What this task involves >>
Copy the lines of the listing that start with the line containing "Return one point per instance of the white stamen" and go on through the line containing "x=148 y=624", keeping the request line as well. In the answers, multiply each x and y coordinate by 0.5 and round it to a whole number, with halves going up.

Data extract >>

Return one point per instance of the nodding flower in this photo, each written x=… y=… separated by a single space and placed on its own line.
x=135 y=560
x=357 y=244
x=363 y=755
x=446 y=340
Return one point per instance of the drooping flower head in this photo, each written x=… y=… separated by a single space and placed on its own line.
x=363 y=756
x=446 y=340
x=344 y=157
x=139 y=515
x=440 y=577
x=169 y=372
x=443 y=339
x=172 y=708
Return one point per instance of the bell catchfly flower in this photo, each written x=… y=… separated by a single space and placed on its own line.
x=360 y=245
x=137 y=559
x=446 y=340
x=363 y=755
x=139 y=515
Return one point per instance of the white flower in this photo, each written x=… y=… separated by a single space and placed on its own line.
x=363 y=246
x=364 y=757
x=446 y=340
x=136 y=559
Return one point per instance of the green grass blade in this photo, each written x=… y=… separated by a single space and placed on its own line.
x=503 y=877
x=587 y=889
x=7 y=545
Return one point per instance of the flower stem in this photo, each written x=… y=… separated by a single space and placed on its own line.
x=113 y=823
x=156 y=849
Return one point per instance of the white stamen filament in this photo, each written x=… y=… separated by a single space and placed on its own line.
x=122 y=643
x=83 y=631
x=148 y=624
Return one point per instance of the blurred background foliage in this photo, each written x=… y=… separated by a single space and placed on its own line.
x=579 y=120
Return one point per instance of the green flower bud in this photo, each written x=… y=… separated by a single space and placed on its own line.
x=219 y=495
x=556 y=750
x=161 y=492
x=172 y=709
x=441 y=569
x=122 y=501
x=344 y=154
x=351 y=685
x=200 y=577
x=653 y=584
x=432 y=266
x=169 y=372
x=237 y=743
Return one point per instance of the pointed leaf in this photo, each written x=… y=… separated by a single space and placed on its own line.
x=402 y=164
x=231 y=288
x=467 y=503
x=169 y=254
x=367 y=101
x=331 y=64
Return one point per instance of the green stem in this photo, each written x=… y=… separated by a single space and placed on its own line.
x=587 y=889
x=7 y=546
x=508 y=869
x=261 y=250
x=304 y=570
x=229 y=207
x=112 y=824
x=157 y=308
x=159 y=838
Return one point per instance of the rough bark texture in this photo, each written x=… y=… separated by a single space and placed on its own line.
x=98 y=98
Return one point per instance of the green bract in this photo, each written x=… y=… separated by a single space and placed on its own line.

Correct result >>
Return one point per instance of the white stamen filament in this photo, each written x=… y=… separated by a single space and placed on its own line.
x=61 y=322
x=42 y=316
x=74 y=312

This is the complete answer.